WHAT NEEDS TO BE DONE: The answer must consist of every line in the data below that holds the word "shelf".

BEGIN

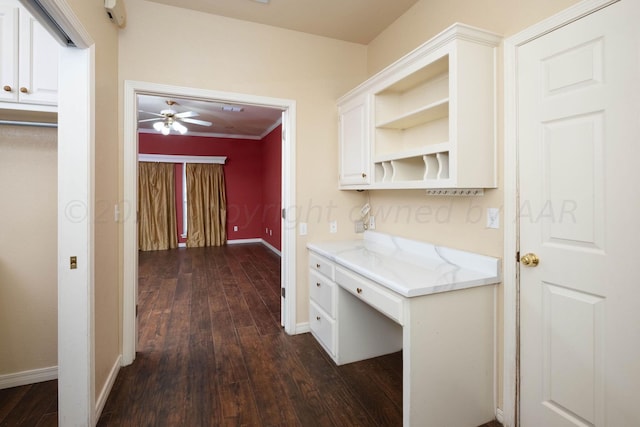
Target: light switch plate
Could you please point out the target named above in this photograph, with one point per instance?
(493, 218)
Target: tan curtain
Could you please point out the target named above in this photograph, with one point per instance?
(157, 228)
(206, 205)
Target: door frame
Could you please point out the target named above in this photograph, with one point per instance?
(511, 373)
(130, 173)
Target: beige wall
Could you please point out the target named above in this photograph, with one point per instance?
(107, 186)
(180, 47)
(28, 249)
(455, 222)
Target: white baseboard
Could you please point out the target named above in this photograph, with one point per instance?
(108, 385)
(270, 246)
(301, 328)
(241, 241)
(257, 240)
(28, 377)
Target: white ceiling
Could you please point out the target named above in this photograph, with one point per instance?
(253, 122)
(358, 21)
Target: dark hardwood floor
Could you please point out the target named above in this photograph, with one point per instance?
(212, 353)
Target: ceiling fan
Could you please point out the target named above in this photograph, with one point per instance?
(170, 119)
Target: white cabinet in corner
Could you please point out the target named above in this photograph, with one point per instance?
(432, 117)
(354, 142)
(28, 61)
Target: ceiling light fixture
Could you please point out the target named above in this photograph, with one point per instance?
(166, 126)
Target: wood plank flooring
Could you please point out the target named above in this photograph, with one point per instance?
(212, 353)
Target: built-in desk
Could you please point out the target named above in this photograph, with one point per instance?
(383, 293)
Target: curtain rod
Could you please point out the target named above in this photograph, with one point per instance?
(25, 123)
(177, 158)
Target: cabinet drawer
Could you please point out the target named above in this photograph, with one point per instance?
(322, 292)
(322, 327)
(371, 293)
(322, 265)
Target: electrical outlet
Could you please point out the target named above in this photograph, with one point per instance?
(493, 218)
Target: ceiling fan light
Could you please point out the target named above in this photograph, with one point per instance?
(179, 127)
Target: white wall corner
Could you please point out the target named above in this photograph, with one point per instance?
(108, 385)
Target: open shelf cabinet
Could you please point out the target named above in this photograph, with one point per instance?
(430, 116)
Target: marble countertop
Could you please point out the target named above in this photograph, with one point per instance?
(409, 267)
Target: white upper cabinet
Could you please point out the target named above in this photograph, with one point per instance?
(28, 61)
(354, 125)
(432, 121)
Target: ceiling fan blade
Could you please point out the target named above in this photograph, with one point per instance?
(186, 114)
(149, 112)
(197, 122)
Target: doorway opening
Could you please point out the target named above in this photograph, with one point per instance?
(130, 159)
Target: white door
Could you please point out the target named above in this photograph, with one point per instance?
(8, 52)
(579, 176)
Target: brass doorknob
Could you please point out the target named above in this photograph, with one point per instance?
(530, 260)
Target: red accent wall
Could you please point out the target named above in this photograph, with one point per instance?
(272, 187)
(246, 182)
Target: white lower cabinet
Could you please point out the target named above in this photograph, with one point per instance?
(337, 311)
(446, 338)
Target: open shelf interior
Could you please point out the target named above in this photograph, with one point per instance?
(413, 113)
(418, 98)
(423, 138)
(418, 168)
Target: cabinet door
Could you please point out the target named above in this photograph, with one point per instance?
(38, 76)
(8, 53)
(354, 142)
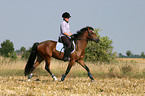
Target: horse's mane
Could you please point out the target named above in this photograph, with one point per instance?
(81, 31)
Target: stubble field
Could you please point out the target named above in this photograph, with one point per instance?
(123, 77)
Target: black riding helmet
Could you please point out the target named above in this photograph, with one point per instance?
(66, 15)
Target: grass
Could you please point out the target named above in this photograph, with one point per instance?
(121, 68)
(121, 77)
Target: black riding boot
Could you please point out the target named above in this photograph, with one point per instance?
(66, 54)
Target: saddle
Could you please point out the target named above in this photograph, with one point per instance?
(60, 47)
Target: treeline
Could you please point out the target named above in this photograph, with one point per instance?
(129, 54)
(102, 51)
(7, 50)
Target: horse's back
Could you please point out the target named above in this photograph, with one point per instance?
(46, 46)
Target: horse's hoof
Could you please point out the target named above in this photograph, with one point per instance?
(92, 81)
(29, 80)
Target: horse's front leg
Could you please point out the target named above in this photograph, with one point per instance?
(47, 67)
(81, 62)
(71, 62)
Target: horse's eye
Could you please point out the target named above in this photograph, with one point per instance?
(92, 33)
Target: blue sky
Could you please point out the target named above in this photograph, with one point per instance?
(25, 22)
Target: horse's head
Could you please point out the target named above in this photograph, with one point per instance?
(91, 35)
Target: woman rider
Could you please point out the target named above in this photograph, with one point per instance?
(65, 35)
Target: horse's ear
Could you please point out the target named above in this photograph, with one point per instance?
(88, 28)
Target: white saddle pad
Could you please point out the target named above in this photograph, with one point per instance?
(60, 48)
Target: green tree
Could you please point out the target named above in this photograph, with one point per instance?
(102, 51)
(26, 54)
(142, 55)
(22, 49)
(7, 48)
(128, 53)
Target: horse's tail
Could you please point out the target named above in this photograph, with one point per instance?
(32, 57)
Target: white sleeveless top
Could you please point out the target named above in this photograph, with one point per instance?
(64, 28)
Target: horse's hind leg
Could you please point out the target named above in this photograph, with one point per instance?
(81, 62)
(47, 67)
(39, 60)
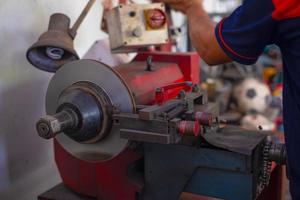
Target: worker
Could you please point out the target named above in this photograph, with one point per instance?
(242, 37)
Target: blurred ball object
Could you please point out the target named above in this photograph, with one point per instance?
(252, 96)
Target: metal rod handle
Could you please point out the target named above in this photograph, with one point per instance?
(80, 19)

END

RESPONSE:
Target: open shelf cabinet
Target: open shelf interior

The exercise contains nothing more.